> WHAT TO PRODUCE:
Transcribe the material below exactly as it appears.

> INFORMATION GIVEN:
* * * * *
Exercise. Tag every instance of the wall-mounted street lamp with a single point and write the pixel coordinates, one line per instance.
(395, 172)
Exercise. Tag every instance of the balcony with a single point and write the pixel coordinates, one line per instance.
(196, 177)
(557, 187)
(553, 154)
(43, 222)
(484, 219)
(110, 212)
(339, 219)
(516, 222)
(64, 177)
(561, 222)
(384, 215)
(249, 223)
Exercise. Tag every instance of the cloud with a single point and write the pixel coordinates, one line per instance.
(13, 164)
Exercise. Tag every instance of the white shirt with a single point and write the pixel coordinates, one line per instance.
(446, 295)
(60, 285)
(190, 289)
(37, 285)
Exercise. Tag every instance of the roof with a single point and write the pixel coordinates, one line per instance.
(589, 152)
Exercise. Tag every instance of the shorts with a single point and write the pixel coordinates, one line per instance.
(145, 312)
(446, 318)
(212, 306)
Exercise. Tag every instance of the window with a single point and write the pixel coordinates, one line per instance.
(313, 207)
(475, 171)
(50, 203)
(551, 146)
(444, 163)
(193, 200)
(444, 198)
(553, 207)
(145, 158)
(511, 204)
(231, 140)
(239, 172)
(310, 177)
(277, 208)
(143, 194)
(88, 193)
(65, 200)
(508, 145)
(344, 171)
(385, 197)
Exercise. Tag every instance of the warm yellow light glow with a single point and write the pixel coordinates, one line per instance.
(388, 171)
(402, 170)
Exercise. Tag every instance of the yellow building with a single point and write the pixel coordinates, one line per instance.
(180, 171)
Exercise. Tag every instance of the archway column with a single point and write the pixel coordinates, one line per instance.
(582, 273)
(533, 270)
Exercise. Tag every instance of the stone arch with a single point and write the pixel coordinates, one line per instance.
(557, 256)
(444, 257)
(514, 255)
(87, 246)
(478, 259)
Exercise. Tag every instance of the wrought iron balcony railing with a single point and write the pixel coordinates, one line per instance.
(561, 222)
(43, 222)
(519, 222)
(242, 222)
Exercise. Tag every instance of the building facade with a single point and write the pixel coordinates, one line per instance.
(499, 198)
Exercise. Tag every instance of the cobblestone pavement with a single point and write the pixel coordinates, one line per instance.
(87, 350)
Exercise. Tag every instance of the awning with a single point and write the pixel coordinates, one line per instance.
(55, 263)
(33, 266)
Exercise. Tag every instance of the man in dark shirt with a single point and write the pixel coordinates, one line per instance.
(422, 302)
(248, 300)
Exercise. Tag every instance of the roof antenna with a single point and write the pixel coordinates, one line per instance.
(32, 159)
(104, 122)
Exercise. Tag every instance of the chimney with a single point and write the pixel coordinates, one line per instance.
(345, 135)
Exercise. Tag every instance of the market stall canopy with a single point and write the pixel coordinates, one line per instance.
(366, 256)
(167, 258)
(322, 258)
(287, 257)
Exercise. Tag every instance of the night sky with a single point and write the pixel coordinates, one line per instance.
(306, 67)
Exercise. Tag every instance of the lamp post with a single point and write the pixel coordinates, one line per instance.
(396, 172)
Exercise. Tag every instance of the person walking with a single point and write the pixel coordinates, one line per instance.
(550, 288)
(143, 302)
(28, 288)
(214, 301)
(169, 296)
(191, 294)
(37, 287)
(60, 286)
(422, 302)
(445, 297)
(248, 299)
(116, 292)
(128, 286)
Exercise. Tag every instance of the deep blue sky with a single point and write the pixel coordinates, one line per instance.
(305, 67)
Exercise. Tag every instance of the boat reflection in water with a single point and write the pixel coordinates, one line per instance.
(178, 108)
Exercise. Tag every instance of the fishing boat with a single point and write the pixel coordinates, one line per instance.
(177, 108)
* * * * *
> EXPECTED ANSWER:
Exercise. Tag every instance of the wall-mounted street lamp with a single point and write the pixel coordinates, one line per instance.
(395, 172)
Exercise. Tag every instance of the balcony with a single point and write the pixel coordinates, one line per instance.
(196, 177)
(557, 187)
(553, 154)
(43, 222)
(484, 219)
(110, 212)
(339, 219)
(516, 222)
(64, 177)
(561, 222)
(384, 215)
(249, 223)
Exercise. Tag every instance of the cloud with a single point and write the pixel coordinates, one line per instance.
(13, 164)
Exercise. Tag every instance of the white shirt with a single point and write the pixel coordinates, one line per instance.
(446, 295)
(60, 285)
(190, 289)
(37, 285)
Exercise. Tag every instance of the roof with a single point and write the pixel coordinates, one line per instance.
(589, 152)
Exercise. Tag every instance of the shorts with a single point and write the pixel coordinates, one line per instance.
(145, 312)
(446, 318)
(212, 306)
Exercise. Tag every instance of the window with a single point and write the pixel coordinates, one line per instance.
(313, 207)
(475, 171)
(50, 203)
(551, 146)
(444, 163)
(193, 200)
(444, 198)
(553, 207)
(145, 158)
(511, 204)
(231, 140)
(239, 172)
(310, 177)
(277, 208)
(143, 194)
(88, 193)
(65, 200)
(508, 145)
(344, 171)
(385, 197)
Exercise. Tag every instance of the warm yellow light glow with a single point and write the pixel coordinates, one line per instance.
(388, 171)
(402, 170)
Exercise. Tag every instance of the yellow building with a single point and write the pixel coordinates, one line per instance.
(180, 171)
Exercise. Tag every instance of the archway column with a single point and write the pixel coordinates, one line per instance.
(582, 273)
(533, 270)
Exercise. Tag every instance of the stone arch with a single point and write the pixel coordinates, one line per instance.
(557, 256)
(444, 257)
(514, 255)
(87, 246)
(478, 259)
Exercise. Tag every instance of the wrought iron balcony railing with a single point and write the pixel coordinates, one line per instance.
(561, 222)
(43, 222)
(519, 222)
(242, 222)
Exercise. Tag every instance of the building facade with a single point and write the pixel coordinates, one line per instance.
(499, 198)
Exercise. Tag every instance of the cobblestone pavement with a single point and write the pixel coordinates, one line per instance.
(87, 350)
Exercise. Tag every instance of the awning with a single point and write the pixel coordinates, one line per instance.
(55, 263)
(33, 266)
Exercise. Tag every instance of the man in dark shirt with a single point and write the pixel coordinates, one line per instance.
(422, 302)
(248, 300)
Exercise. Tag every instance of the roof antenna with a single point and write the pixel coordinates, one line per instance.
(32, 159)
(104, 122)
Exercise. Tag every instance of the chimney with a single point and write the pixel coordinates, one line per instance.
(345, 135)
Exercise. Tag every instance of the market stall canopy with a single point and write the pixel coordinates, one line per instance.
(366, 256)
(167, 258)
(322, 258)
(287, 257)
Exercise. Tag every instance of the night sky with a single point and write the pixel coordinates, one line per instance.
(306, 67)
Exercise. Tag every instance of the lamp post with a single point and write the pixel coordinates, one line per instance.
(396, 172)
Exercise. Tag every instance of the person walking with a single point and write the pixel coordinates, one line per instance.
(550, 288)
(143, 302)
(28, 288)
(214, 301)
(169, 296)
(191, 294)
(37, 287)
(60, 286)
(422, 302)
(445, 297)
(248, 299)
(116, 292)
(128, 286)
Exercise. Tag every instance of the deep blue sky with a single point and write the pixel coordinates, one line per instance.
(305, 67)
Exercise. Tag every instance of the boat reflection in water with a single point and write the pixel coordinates, one line per instance.
(178, 108)
Exercise. Tag every instance of the fishing boat with a single point and write the pixel coordinates, one line per instance.
(177, 108)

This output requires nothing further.